## [Task requirements]
Extract every line of the listing below and reproduce each one character for character, from the first line through the last.

======== Material supplied

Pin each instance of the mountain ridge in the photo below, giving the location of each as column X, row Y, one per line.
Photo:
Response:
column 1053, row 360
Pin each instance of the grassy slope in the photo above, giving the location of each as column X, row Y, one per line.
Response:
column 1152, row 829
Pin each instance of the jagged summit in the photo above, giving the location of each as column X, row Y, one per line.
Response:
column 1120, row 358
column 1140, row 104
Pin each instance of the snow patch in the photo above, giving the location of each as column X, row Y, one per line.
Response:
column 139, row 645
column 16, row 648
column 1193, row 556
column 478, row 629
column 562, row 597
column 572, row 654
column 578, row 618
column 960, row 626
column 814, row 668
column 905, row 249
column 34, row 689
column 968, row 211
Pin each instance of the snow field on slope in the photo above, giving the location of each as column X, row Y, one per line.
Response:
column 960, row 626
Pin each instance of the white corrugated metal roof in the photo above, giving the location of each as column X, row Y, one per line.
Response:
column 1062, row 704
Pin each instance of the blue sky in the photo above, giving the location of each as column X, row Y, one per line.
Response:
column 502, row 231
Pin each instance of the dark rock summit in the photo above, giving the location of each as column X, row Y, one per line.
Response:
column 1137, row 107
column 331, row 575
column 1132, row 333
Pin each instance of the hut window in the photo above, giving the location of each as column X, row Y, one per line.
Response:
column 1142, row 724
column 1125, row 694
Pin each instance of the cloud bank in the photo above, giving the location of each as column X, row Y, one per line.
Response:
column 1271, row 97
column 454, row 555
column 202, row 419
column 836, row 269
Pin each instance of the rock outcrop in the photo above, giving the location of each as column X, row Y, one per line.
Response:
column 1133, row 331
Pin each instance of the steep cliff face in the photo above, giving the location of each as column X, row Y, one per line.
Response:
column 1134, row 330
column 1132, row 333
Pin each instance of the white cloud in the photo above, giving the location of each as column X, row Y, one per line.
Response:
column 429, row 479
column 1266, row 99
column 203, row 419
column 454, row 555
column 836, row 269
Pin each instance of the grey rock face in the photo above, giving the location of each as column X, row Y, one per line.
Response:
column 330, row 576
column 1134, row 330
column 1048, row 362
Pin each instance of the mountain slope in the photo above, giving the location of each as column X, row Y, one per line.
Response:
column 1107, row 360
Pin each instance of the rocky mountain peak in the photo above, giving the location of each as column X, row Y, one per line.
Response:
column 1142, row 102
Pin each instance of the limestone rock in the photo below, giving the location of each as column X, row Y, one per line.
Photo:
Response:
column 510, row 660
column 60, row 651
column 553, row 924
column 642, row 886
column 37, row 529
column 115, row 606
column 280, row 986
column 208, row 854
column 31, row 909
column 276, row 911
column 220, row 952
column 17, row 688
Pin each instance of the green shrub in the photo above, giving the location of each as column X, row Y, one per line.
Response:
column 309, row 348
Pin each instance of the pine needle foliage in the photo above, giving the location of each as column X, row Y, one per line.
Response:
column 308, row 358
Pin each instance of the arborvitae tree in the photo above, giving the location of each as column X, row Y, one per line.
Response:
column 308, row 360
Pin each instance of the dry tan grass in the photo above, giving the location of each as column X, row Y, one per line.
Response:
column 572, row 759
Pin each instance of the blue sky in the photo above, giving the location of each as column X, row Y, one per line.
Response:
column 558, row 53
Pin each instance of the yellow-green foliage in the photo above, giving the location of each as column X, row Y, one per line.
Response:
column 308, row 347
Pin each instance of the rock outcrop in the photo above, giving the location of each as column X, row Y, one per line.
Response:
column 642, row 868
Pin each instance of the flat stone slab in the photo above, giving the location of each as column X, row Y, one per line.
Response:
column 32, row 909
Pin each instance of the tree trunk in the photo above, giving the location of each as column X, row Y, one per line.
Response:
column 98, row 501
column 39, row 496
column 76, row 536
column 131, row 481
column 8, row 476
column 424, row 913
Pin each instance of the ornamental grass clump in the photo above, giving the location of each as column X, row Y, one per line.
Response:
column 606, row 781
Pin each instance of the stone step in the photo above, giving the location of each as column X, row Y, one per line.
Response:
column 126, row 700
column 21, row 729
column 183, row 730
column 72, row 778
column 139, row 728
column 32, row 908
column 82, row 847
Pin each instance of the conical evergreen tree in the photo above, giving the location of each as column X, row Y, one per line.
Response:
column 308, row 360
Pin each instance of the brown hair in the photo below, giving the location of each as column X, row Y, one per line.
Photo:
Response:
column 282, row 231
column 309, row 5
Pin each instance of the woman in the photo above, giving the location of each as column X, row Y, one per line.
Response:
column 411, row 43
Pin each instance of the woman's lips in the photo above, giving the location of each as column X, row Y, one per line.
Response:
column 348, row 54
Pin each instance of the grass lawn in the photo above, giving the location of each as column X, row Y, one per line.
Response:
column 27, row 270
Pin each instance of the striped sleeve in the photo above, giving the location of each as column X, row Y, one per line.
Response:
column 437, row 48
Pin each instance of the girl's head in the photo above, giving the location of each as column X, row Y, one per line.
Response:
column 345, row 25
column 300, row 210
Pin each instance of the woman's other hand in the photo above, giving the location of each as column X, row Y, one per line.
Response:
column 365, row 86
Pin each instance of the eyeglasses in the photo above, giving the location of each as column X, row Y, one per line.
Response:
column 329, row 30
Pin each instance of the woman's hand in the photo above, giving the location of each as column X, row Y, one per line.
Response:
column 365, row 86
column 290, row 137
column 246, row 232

================

## [Solution below]
Pin each instance of the mountain ridge in the photo below, giving the location of each as column X, row Y, one per line.
Photo:
Response:
column 1053, row 360
Pin each instance of the grassy slope in the photo above, giving the location of each as column X, row Y, one per line.
Response:
column 1152, row 829
Pin each instance of the jagged summit in the photo above, giving the location of each as column X, row Y, one per line.
Response:
column 1120, row 358
column 1140, row 104
Pin each instance of the snow patch in the photo above, giving the location of each as column X, row Y, one per line.
Response:
column 139, row 645
column 16, row 648
column 1193, row 556
column 478, row 629
column 562, row 597
column 572, row 654
column 578, row 618
column 960, row 626
column 814, row 668
column 905, row 249
column 34, row 689
column 968, row 211
Pin each instance of the snow field on slope in the photo above, giving the location of each as column X, row Y, one per line.
Response:
column 960, row 626
Pin each instance of the white corrugated metal roof in the photo above, giving the location of each as column X, row Y, one per line.
Response:
column 1062, row 704
Pin each instance of the blue sky in the photo above, giving the location of each as column X, row Y, one per line.
Response:
column 502, row 231
Pin each instance of the dark rock summit in the photo above, giving the location of each as column X, row Y, one per line.
Response:
column 1137, row 107
column 331, row 575
column 1132, row 333
Pin each instance of the hut window in the photo above, giving the location of each as column X, row Y, one per line.
Response:
column 1142, row 724
column 1125, row 694
Pin each instance of the cloud bank in the photo above, giving the location of each as column X, row Y, one per line.
Response:
column 1271, row 97
column 454, row 555
column 202, row 419
column 836, row 269
Pin each instance of the rock outcrop in the photo above, giving the location of each as column X, row Y, one per line.
Response:
column 1133, row 331
Pin each instance of the steep cliff face in the photo above, giving the location of each as column X, row Y, one per line.
Response:
column 1134, row 330
column 1132, row 333
Pin each instance of the white cloud in the photo above, giving the location of each as column X, row Y, one per line.
Response:
column 429, row 479
column 1266, row 99
column 203, row 419
column 454, row 555
column 836, row 269
Pin each instance of the grey rock face in the photo above, giving the location of each as column X, row Y, one per line.
Response:
column 330, row 576
column 1134, row 330
column 1048, row 362
Pin each instance of the mountain slope in the photo above, giving the location of each as column X, row Y, one per line.
Response:
column 1107, row 360
Pin each instance of the rocky mountain peak in the photo above, giving the location of each as column X, row Y, one per line.
Response:
column 1142, row 102
Pin each instance of the limestone rock in the photo below, giving the location of each as column X, row Y, one per line.
Photo:
Response:
column 510, row 660
column 60, row 651
column 553, row 924
column 642, row 886
column 37, row 529
column 115, row 606
column 280, row 986
column 208, row 854
column 31, row 909
column 276, row 911
column 220, row 952
column 17, row 688
Pin each instance of the green shrub in the photo above, giving the location of each as column X, row Y, one per line.
Response:
column 309, row 348
Pin each instance of the pine needle foliage in the photo above, giving the location of each as column X, row Y, one per line.
Response:
column 308, row 358
Pin each instance of the arborvitae tree in the photo above, giving the location of each as column X, row Y, one per line.
Response:
column 308, row 360
Pin each instance of the dry tan grass in the photo above, giving the location of each as column X, row Y, one per line.
Response:
column 572, row 759
Pin each instance of the blue sky in the photo above, giving the location of each as column X, row Y, one per line.
Response:
column 558, row 53
Pin each instance of the yellow-green foliage in the photo above, giving the location of each as column X, row Y, one per line.
Response:
column 308, row 347
Pin each instance of the rock outcrop in the photo above, giving the location of each as column X, row Y, one per line.
Response:
column 642, row 868
Pin each instance of the flat stone slab in the photo above, giving the location of each as column X, row Y, one per line.
Response:
column 32, row 909
Pin each instance of the tree trunk in the photo above, giving the location of each as column X, row Y, one per line.
Response:
column 98, row 501
column 39, row 496
column 76, row 536
column 131, row 481
column 8, row 476
column 424, row 913
Pin each instance of the ornamental grass clump in the photo above, giving the location of each as column X, row Y, one per line.
Response:
column 606, row 781
Pin each instance of the stone step in the photo above, giving the location of each as column X, row Y, one per line.
Response:
column 126, row 700
column 21, row 729
column 183, row 730
column 72, row 778
column 139, row 728
column 32, row 908
column 82, row 847
Pin each instance of the conical evergreen tree in the photo above, giving the location of each as column X, row Y, one per line.
Response:
column 308, row 360
Pin each instance of the brown hair in the photo below, giving the location of each as column X, row Y, one per line.
Photo:
Response:
column 282, row 231
column 309, row 5
Pin each instance of the woman in the photo above, giving the location of each as column X, row Y, one per line.
Response:
column 411, row 43
Pin each instance of the woman's lips in the photo above, giving the location of each as column X, row Y, one per line.
Response:
column 348, row 54
Pin each instance of the grass lawn in the photo above, giving the location of each as column X, row Y, one per line.
Response:
column 27, row 270
Pin each instance of the striped sleeve in the photo above, giving the location of each as column X, row Y, one per line.
Response:
column 437, row 48
Pin each instance of the girl's head in the photo above, giving the location of each as column X, row Y, one per line.
Response:
column 345, row 25
column 300, row 210
Pin each instance of the woman's other hand in the photo above, giving the location of each as column X, row Y, one per line.
Response:
column 365, row 86
Pin each instance of the eyeglasses in the photo above, giving the location of each as column X, row Y, one per line.
Response:
column 329, row 30
Pin each instance of the woman's hand in the photo above, giving the location of each as column X, row Y, one per line.
Response:
column 365, row 86
column 290, row 137
column 246, row 232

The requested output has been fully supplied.